*** Excerpt provided ***

This project is an OCR (Optical Character Recognition) to LLM (Language Model) processing system. It extracts text from images or documents, processes the text using a pre-trained language model (LLAMA 3.1), and returns the processed text. The system is designed to be modular, scalable, and easily deployable on an on-site server.
project_root/
│
├── src/
│ ├── ocr/
│ │ ├── __init__.py
│ │ └── ocr_service.py
│ │
│ ├── llm/
│ │ ├── __init__.py
│ │ └── llama_service.py
│ │
│ ├── pipeline/
│ │ ├── __init__.py
│ │ └── pipeline_service.py
│ │
│ ├── webapp/
│ │ ├── __init__.py
│ │ └── main.py
│ │
│ ├── utils/
│ │ ├── __init__.py
│ │ ├── logger.py
│ │ └── config.py
│ │
│ └── __init__.py
│
├── data/
│ ├── input_images/
│ └── processed_text/
│
├── tests/
│ ├── __init__.py
│ ├── test_ocr_service.py
│ ├── test_llama_service.py
│ ├── test_pipeline_service.py
│ └── test_routes.py
│
├── docs/
│ ├── requirements.txt
│ ├── README.md
│ └── architecture_diagram.png
│
├── scripts/
│ ├── deploy.sh
│ └── start_dev.sh
│
├── .env
├── .gitignore
├── Dockerfile
└── docker-compose.yml
- Python 3.8+
- FastAPI
- Uvicorn
- Gunicorn
- EasyOCR
- PaddleOCR
- Transformers
- Celery
- Redis
- SQLAlchemy
- Psycopg2-binary
- Docker
- Docker Compose
- Docker installed and running
- PostgreSQL database
- Redis for task queuing
- On-site server with sufficient resources for LLM processing
git clone <repository-url>
cd ocr-to-llm
python3 -m venv venv
source venv/bin/activate
pip install -r docs/requirements.txt
Ensure PostgreSQL is installed and running. Create a database and user:
CREATE DATABASE ocr_llm_db;
CREATE USER ocr_user WITH ENCRYPTED PASSWORD 'your_password';
GRANT ALL PRIVILEGES ON DATABASE ocr_llm_db TO ocr_user;
Create a .env
file in the project root with the following contents:
DATABASE_URL=postgresql://ocr_user:your_password@localhost/ocr_llm_db
REDIS_URL=redis://localhost:6379/0
uvicorn src.webapp.main:app --reload
Start the Celery worker to handle background tasks:
celery -A src.pipeline.pipeline_service worker --loglevel=info
To build and run the application in Docker containers, use:
docker-compose up --build
- Access the application at
http://localhost:8000
. - Upload images to extract text, which will be processed by the LLM.

*** End of Excerpt provided ***
*** Information ***

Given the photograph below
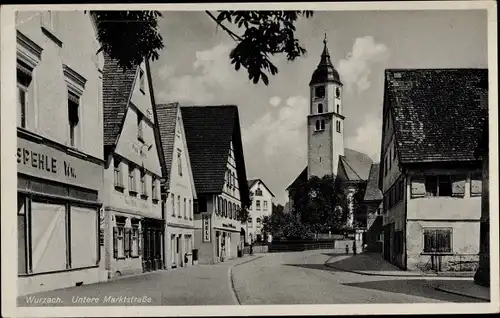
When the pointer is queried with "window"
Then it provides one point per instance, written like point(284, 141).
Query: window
point(179, 161)
point(73, 117)
point(438, 186)
point(438, 240)
point(172, 198)
point(179, 206)
point(118, 173)
point(319, 92)
point(134, 241)
point(142, 81)
point(23, 83)
point(131, 179)
point(144, 189)
point(320, 108)
point(185, 208)
point(139, 127)
point(154, 190)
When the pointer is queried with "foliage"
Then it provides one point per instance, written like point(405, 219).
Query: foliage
point(132, 36)
point(129, 36)
point(316, 203)
point(266, 33)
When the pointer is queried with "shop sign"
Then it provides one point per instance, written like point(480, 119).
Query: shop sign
point(207, 229)
point(45, 162)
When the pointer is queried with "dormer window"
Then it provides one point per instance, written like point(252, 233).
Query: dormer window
point(319, 92)
point(320, 108)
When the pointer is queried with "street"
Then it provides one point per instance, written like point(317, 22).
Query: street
point(280, 278)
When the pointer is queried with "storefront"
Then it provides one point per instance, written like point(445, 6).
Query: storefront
point(57, 217)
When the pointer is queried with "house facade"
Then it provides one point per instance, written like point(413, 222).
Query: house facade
point(214, 142)
point(133, 222)
point(262, 205)
point(429, 177)
point(178, 190)
point(59, 150)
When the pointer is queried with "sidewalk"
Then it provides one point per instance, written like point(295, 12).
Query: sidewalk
point(372, 264)
point(465, 288)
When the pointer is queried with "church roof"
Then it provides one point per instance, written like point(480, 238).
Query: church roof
point(437, 113)
point(373, 193)
point(325, 72)
point(356, 165)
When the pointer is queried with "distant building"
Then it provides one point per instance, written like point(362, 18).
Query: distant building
point(213, 137)
point(325, 137)
point(178, 187)
point(60, 160)
point(429, 177)
point(483, 272)
point(133, 220)
point(373, 202)
point(262, 205)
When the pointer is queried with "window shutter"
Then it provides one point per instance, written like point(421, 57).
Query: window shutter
point(127, 242)
point(458, 186)
point(418, 187)
point(476, 185)
point(115, 242)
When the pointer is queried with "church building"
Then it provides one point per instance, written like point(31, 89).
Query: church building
point(325, 135)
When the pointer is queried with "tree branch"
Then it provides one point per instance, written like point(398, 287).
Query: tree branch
point(233, 35)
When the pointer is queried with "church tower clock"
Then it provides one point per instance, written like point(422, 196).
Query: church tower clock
point(325, 122)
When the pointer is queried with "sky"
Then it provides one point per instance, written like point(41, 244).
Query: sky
point(194, 69)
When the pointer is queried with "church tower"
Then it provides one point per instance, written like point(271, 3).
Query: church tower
point(325, 123)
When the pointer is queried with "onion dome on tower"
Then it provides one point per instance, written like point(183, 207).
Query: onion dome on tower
point(325, 72)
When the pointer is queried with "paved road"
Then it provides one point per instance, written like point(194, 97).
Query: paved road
point(302, 278)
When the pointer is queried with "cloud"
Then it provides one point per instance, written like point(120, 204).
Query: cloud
point(281, 132)
point(275, 101)
point(367, 137)
point(210, 71)
point(355, 69)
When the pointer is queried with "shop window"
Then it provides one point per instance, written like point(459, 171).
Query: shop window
point(21, 235)
point(134, 252)
point(24, 80)
point(118, 173)
point(74, 118)
point(438, 240)
point(132, 187)
point(179, 206)
point(48, 237)
point(185, 208)
point(83, 236)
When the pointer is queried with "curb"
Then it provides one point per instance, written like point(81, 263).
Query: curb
point(449, 291)
point(231, 280)
point(393, 275)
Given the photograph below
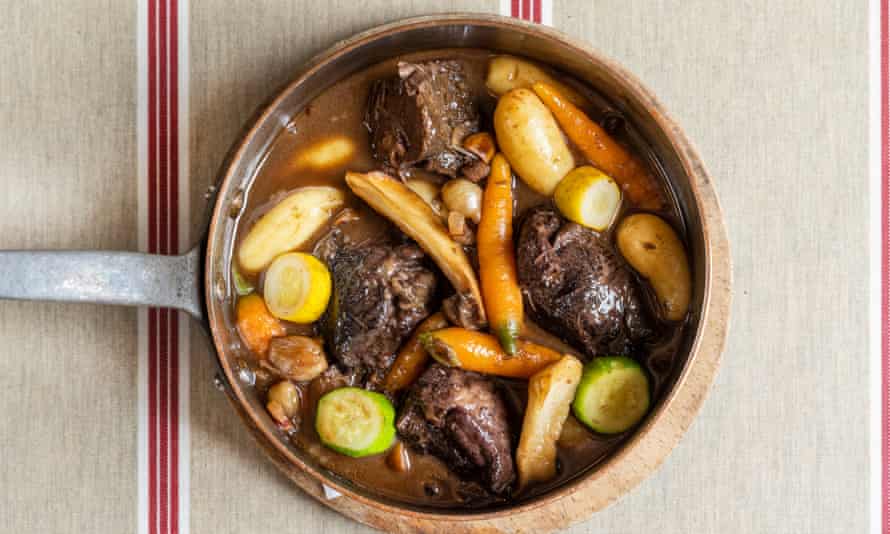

*** End of Information ***

Tasks to complete
- a) Rewrite the OCR-to-LLM project description from "This project is" up to and including "an on-site server.", with "LLAMA 3.1" replaced by "Llama 3.1".
- b) Please list the folder names placed directly inside the src/ directory in the OCR-to-LLM project description.
- c) Answer these questions from the OCR-to-LLM project description:
(i) Which pre-trained language model does the system use?
(ii) What name is given to the PostgreSQL database that is created?
(iii) At which address is the application accessed?

Per-task answers
- a)
This project is an OCR (Optical Character Recognition) to LLM (Language Model) processing system. It extracts text from images or documents, processes the text using a pre-trained language model (Llama 3.1), and returns the processed text. The system is designed to be modular, scalable, and easily deployable on an on-site server.

- b) ocr, llm, pipeline, webapp, utils

- c)
(i) LLAMA 3.1
(ii) ocr_llm_db
(iii) http://localhost:8000